## GIVEN EXERCISE
Under this task are some entries; return every one of them exactly.

## GIVEN INFORMATION
....

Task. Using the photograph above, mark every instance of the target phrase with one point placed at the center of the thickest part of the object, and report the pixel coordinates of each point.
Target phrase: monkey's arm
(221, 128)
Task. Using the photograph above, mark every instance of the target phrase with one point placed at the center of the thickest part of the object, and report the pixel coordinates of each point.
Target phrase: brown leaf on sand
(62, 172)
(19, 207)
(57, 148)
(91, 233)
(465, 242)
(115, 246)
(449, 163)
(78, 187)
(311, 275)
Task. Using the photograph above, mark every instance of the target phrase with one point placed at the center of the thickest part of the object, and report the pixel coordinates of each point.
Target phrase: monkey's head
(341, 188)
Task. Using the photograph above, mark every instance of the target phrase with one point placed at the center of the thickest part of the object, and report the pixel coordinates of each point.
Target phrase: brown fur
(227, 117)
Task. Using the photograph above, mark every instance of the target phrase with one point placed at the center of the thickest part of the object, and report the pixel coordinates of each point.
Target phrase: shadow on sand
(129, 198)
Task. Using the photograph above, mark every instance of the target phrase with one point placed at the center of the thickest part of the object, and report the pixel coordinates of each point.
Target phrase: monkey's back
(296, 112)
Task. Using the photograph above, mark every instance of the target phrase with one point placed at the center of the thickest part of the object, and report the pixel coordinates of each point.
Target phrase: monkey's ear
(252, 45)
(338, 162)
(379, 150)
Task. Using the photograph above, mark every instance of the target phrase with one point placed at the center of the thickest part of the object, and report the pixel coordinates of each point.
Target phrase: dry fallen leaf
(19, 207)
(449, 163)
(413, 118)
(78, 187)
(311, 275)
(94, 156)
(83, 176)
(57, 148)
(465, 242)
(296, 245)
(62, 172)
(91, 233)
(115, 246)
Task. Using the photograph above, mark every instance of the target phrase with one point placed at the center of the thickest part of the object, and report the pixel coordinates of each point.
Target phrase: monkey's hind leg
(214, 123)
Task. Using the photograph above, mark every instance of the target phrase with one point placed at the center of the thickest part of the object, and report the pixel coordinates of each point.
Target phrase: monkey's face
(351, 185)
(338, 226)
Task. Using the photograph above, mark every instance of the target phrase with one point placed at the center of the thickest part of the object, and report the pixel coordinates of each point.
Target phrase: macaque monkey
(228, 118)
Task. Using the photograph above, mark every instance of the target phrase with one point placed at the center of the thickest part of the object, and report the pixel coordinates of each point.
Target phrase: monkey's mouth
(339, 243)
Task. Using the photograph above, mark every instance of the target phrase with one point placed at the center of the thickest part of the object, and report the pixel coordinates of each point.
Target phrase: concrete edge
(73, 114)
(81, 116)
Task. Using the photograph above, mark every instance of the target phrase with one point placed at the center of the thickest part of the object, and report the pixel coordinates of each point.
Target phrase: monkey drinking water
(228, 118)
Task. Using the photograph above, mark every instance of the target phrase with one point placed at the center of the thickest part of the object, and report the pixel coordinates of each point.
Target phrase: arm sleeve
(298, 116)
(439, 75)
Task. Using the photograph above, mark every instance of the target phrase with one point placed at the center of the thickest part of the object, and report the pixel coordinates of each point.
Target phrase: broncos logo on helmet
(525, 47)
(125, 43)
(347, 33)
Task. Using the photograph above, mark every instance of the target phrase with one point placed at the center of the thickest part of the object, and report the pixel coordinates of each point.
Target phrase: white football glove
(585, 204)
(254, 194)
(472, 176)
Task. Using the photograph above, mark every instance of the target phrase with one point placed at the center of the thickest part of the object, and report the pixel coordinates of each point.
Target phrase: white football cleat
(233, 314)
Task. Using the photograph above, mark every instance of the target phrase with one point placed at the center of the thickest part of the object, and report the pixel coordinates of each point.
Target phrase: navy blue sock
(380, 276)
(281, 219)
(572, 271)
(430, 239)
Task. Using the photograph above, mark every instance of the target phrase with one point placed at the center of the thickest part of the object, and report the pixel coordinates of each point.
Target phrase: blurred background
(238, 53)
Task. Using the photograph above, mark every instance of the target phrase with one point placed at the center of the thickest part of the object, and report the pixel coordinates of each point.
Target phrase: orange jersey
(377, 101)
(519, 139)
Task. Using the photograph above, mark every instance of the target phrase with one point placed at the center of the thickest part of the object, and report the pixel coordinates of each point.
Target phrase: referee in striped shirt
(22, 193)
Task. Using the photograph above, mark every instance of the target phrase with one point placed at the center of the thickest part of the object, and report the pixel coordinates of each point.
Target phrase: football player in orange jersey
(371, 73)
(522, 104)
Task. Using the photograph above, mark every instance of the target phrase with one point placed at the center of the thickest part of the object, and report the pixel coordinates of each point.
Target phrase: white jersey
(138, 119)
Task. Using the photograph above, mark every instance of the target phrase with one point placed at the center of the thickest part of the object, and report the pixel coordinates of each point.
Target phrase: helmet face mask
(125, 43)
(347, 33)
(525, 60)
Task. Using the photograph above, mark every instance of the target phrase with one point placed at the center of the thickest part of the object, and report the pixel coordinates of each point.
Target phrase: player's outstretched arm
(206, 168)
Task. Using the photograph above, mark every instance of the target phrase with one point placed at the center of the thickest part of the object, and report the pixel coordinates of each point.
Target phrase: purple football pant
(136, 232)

....

## SOLUTION FOR THIS PROBLEM
Task. Using the photograph above, mark every instance of the target phrase with one point placed at the center of the thickest part of the object, and report the pixel coordinates of each point.
Target phrase: monkey's arm
(221, 128)
Task. Using the photograph above, mark every instance of the target phrase with one point placed at the center of the thickest part of the object, and report the pixel coordinates of each point.
Target phrase: brown leaf on sand
(62, 172)
(19, 207)
(57, 148)
(91, 233)
(465, 242)
(115, 246)
(449, 163)
(78, 187)
(311, 275)
Task. Using the photograph above, mark every instance of the target phrase with one point placed at the center of the thickest part of the object, and report the pixel coordinates of each point.
Target phrase: monkey's head
(341, 188)
Task. Using the photograph above, mark every instance of the target phrase with one point placed at the center of the thickest part of the object, and report the pixel coordinates of each point.
Target phrase: brown fur
(227, 117)
Task. Using the photograph above, mark every instance of the target phrase with one point placed at the center of the thickest part of the object, and report the pixel coordinates of each point.
Target phrase: shadow on sand
(129, 198)
Task. Using the photograph above, mark every instance of the target phrase with one point placed at the center of the thickest part of the object, and report the pixel coordinates of each point.
Target phrase: monkey's back
(296, 112)
Task. Using the photograph above, mark every instance of the target phrase with one point placed at the center of the thickest part of the object, and report the pixel coordinates of each point.
Target phrase: monkey's ear
(252, 45)
(338, 162)
(379, 150)
Task. Using the photograph above, mark every instance of the target phrase with one point placed at the center of the thickest part of the object, and report the pixel coordinates of each point.
Target phrase: dry fallen leaf
(19, 207)
(449, 163)
(413, 118)
(78, 187)
(311, 275)
(94, 156)
(83, 176)
(57, 148)
(465, 242)
(296, 245)
(62, 172)
(91, 233)
(115, 246)
Task. Using the photograph above, mark every instance of the target phrase with one point placed at the center of the thickest part of the object, and report the pixel coordinates of each point.
Target phrase: monkey's hind leg
(214, 123)
Task. Using the photograph above, mark every instance of the target phrase with one point placed at the center of the thickest part of the object, and report the pixel coordinates of each point.
Target phrase: monkey's face
(351, 185)
(338, 226)
Task. Using the photograph above, mark every instance of the target phrase with one point placed at the center of the thickest part of the object, and report the pixel coordinates of each point.
Target phrase: macaque monkey
(228, 118)
Task. Using the photograph above, mark every instance of the target phrase with one point placed at the center of the thickest part of the object, and report the pixel coordinates of each point.
Target phrase: monkey's mouth
(339, 243)
Task. Using the photograph above, mark every instance of the target phrase with one point placed at the center of the thickest part of the object, and report the pixel coordinates of each point.
Target phrase: concrete edge
(73, 114)
(81, 116)
Task. Using the photograph above, mark every instance of the target phrase with one point placed at the center of the thickest part of the object, and report the pixel coordinates of each point.
Target phrase: monkey drinking water
(228, 118)
Task. Using the photograph above, mark every instance of the target phrase with one point placed at the center of the thickest part of the object, and report the pixel coordinates of each point.
Target phrase: arm sleeve
(298, 116)
(439, 75)
Task. Using the photograph above, mark every instance of the target phrase with one point placed at the center of the thickest part of the object, and report the pixel coordinates of each point.
Target phrase: broncos logo on helmet
(525, 47)
(125, 43)
(347, 33)
Task. Using the photograph above, mark every instance of the target phrase with one point placed at the center of the thickest part of the object, and report the pixel coordinates of each point.
Target phrase: white football glove
(585, 204)
(254, 194)
(472, 176)
Task. Using the photograph above, mark every instance of the target phrase with one point placed at the center of the thickest part of the object, and report the pixel coordinates of each point.
Target phrase: white football cleat
(233, 314)
Task. Using the photograph above, mark every instance of the target phrase with one point placed at the center of the thickest part of the object, and report the pixel coordinates of each point.
Target phrase: navy blue sock
(380, 276)
(281, 219)
(572, 271)
(430, 239)
Task. Using the photograph above, mark every instance of the target phrase with one point placed at the center of the thickest part of the object, and report the pixel coordinates of each point.
Target phrase: blurred background
(238, 53)
Task. Using the photograph above, mark every instance of the target phrase with one point placed at the center of the thickest part of the object, and report the pixel coordinates of each point.
Target phrase: orange jersey
(377, 101)
(519, 139)
Task. Using the photograph above, mark every instance of the target phrase with one point placed at the center of the thickest part of the object, and report the pixel coordinates of each point.
Target phrase: referee in striped shirt
(22, 193)
Task. Using the photograph above, mark every instance of the target phrase with one point placed at the center of the thickest part of the object, and report the pixel coordinates of each point.
Target phrase: football player in orange jersey
(371, 73)
(522, 104)
Task. Using the photograph above, mark every instance of the target phrase with one point placed at the center of the thickest part of the object, and report the pixel coordinates of each point.
Target phrase: white jersey
(138, 119)
Task. Using the photograph above, mark every instance of the target phrase with one point placed at the center of the thickest part of the object, and report the pixel coordinates of each point.
Target phrase: helmet face mask
(125, 43)
(347, 33)
(525, 60)
Task. Using the photograph above, mark every instance of the target phrase with one point placed at the center of the thickest part of the object, and report the pixel coordinates of each point.
Target phrase: player's outstretched arm
(206, 168)
Task. Using the photograph above, mark every instance of the target phrase with one point placed at the center of the thickest part of the object, and report the pixel coordinates of each point.
Target phrase: purple football pant
(136, 232)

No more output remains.